■ **To be done**
A) In the commentary on the EnBW Energie opinion, which paragraphs of the appealed EnBW Energie Judgment does AG Cruz Villalon criticize?
B) Decide whether each statement agrees with the commentary on the EnBW Energie opinion. For each one, answer yes or no and quote the deciding words. (i) The author considers the carve out created by AG Cruz Villalon fully consistent in logical terms. (ii) The CJEU rejected the absolute protection advocated by Jaaskinen in Donau Chemie. (iii) AG Cruz Villalon holds that providing information voluntarily makes the commercial interests involved unworthy of protection.

■ **Selected extract**
• • • • •

In my opinion, the carve out that AG Cruz Villalon creates against his own proposal for a general presumption of non-disclosure (which waiver should be subjected to a stringent test) is not terribly consistent in logical terms, but seeks to accomodate the Donau Chemie Judgment. Nonetheless, the safeguard/test is not clearly presented and the AG's Opinion in EnBW Energie does not really clarify this (increasingly?) grey area of EU competition law. In fact, in view of his concern with the protection of the commercial interests of leniency applicants, it seems that he is actually de facto advocating for the strongest (absolute) safeguard presented above (which, in those terms, would basically amount to the absolute protection advocated for by Jaaskinen and rejected by the CJEU in Donau Chemie).
 
Indeed, AG Cruz Villalon weakly criticises the finding of the GC in paras 147-148 of the appealed EnBW Energie Judgment (‘the interests of the undertakings that had participated in the cartel … in non-disclosure of the documents requested cannot be regarded as commercial interests in the true sense of those words. Indeed, [...] the interest which those companies might have in non-disclosure of the documents requested seems to reside not in a concern to maintain their competitive position on the [...] market [...] but, instead, in a desire to avoid actions for damages being brought against them before the national courts’. In any event, that would not constitute ‘an interest deserving of protection, having regard, in particular, to the fact that any individual has the right to claim damages for loss caused to him by conduct which is liable to restrict or distort competition’), by indicating that, in his opinion, 
the possibility that disclosure of the information provided by the undertakings in question might objectively undermine their commercial interests cannot be ruled out. The fact that the information was provided voluntarily and with a view to avoiding or minimising a penalty is, in my opinion, no basis for regarding the commercial interests involved as unworthy of protection. Otherwise, undertakings that have cooperated with the Commission would suffer a further penalty, in addition to whatever penalty is ultimately considered appropriate, in the form of the damage caused to their commercial interests (para 93).

• • • • •

(Excerpts of location labeling data)
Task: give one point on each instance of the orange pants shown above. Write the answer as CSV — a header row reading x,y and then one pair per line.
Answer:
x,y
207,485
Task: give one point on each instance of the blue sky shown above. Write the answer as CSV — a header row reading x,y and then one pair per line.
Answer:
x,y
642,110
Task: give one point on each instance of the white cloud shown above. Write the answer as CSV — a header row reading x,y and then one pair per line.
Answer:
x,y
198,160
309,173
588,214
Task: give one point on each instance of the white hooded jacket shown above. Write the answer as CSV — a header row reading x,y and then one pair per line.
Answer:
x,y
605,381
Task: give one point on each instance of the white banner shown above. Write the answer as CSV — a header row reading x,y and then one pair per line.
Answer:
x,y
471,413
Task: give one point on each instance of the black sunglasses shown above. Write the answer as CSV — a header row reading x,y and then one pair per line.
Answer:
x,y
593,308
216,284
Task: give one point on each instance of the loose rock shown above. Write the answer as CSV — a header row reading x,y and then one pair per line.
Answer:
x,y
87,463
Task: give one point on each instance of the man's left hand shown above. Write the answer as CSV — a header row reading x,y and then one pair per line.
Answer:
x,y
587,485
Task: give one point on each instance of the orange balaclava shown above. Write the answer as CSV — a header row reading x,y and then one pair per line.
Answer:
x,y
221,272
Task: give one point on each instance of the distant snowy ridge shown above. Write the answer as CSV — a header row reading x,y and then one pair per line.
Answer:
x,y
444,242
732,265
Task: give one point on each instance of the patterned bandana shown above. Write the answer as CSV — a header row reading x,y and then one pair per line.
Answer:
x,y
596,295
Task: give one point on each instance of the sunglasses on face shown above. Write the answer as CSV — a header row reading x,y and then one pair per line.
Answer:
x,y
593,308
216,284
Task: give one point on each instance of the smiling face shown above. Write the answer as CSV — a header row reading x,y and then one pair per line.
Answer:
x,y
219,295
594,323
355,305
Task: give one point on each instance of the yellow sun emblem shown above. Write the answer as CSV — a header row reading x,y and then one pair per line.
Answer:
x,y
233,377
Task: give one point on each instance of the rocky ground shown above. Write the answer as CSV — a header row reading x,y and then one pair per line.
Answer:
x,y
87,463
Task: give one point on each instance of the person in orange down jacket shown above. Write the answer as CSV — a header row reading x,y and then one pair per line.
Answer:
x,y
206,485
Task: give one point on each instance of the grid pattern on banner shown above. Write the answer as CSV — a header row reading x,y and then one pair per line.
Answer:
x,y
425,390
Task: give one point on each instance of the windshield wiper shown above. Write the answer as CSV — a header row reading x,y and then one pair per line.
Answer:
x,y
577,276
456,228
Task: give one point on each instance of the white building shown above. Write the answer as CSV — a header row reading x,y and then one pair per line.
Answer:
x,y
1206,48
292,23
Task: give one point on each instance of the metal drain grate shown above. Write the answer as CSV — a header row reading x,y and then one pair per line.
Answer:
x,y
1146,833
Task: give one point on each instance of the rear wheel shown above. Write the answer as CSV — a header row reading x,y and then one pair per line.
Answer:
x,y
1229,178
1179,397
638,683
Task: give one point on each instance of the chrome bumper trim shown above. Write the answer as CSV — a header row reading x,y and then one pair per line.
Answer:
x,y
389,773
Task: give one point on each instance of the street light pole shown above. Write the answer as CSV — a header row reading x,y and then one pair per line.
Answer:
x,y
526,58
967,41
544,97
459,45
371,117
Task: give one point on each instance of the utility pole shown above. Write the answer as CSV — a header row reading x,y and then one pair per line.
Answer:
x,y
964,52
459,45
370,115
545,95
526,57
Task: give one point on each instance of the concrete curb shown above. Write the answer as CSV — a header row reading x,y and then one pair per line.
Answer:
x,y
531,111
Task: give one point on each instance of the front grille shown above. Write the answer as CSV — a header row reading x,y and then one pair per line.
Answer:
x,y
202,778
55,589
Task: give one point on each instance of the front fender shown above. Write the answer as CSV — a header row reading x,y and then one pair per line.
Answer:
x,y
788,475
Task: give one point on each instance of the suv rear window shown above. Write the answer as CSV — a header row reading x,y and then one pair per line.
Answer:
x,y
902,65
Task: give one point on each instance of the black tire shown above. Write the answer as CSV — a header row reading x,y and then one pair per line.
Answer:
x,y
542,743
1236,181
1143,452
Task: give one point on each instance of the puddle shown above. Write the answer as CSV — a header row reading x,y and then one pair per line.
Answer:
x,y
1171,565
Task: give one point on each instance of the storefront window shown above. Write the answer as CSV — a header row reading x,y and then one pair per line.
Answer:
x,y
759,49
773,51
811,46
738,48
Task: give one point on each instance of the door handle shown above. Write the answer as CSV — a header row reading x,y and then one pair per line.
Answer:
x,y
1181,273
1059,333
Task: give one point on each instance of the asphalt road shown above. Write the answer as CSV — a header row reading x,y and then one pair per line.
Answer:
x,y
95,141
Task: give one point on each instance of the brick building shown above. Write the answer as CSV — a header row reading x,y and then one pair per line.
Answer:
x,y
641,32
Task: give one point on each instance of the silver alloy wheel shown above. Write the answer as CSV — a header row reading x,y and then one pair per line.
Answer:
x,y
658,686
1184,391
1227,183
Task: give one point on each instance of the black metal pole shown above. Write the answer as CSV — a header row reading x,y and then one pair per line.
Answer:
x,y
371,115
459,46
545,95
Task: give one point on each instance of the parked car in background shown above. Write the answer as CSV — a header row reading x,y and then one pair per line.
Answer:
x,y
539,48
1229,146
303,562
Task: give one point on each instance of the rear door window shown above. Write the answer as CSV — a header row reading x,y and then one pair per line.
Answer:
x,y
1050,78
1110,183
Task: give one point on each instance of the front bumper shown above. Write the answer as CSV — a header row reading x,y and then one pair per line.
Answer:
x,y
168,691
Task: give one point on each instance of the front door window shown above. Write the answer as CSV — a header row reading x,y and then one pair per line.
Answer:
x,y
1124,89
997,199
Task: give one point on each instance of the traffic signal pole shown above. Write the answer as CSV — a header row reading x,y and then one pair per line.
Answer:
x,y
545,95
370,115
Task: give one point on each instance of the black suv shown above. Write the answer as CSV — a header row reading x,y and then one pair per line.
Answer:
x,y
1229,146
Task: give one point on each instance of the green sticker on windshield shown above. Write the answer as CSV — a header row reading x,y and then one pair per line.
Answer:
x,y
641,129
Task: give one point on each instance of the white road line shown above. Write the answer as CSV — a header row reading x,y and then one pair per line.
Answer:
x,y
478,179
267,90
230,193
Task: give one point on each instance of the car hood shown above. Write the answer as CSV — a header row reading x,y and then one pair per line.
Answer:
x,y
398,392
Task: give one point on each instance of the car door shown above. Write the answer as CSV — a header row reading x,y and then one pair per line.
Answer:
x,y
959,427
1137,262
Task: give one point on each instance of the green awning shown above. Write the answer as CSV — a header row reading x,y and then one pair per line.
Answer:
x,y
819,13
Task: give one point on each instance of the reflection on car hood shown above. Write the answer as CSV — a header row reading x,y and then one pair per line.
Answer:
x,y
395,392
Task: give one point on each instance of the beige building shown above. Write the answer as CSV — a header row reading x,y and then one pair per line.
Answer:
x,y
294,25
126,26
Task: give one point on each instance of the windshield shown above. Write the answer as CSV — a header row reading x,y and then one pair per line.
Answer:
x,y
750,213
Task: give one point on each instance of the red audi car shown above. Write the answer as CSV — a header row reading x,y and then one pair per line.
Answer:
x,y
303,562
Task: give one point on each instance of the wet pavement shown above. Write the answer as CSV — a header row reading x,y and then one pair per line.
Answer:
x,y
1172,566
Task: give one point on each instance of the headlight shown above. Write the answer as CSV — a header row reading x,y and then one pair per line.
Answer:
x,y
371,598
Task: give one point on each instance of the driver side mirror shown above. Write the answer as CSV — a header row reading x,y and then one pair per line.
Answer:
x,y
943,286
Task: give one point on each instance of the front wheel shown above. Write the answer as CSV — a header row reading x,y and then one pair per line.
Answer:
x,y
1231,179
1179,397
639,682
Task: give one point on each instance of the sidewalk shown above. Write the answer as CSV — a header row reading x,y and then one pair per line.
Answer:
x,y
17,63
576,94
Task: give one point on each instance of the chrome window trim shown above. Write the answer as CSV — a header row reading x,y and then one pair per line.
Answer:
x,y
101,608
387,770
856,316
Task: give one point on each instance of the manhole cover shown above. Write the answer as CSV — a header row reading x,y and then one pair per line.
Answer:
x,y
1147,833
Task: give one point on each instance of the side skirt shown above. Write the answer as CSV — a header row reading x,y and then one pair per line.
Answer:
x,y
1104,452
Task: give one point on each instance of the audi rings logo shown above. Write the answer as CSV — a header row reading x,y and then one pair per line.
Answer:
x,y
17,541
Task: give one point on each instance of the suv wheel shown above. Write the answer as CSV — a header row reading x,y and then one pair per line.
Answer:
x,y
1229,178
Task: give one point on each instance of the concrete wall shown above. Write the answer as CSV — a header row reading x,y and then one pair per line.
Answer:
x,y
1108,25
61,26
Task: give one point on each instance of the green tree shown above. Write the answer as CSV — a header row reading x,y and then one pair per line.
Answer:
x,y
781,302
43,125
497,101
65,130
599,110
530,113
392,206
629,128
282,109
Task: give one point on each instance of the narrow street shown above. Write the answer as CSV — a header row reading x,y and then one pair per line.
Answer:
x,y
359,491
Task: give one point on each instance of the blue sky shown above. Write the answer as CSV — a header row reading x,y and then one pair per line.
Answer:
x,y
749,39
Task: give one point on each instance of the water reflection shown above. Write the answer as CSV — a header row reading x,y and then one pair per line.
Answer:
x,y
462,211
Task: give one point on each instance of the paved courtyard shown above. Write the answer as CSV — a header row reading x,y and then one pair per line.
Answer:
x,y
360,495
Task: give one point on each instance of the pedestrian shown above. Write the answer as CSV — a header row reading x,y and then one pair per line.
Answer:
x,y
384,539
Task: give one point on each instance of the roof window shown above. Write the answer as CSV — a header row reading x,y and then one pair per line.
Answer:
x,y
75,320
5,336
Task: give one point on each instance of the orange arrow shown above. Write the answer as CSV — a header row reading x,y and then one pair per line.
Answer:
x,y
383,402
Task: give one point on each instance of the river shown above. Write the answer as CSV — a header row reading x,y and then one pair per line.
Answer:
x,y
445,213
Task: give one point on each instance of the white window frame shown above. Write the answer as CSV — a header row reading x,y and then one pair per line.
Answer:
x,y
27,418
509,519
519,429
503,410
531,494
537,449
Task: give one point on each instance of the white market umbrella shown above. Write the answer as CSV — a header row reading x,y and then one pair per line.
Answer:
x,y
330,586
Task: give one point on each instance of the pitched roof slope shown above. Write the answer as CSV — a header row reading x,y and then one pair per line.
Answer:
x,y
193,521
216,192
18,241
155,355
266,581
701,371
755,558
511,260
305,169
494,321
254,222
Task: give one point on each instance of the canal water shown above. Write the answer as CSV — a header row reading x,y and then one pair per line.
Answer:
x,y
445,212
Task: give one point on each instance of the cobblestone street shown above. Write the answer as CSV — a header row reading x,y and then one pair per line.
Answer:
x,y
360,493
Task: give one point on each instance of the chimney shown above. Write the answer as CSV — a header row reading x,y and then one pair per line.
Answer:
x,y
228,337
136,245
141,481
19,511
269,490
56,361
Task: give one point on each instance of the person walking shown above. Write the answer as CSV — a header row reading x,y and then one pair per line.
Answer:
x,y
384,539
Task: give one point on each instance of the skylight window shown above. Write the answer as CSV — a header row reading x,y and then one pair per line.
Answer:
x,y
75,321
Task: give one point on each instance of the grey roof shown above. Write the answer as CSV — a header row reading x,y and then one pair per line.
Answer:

• • • • •

■ **Answers provided**
A) Paragraphs 147-148.

B)
(i) No: "is not terribly consistent in logical terms"
(ii) Yes: "the absolute protection advocated for by Jaaskinen and rejected by the CJEU in Donau Chemie"
(iii) No: "The fact that the information was provided voluntarily and with a view to avoiding or minimising a penalty is, in my opinion, no basis for regarding the commercial interests involved as unworthy of protection."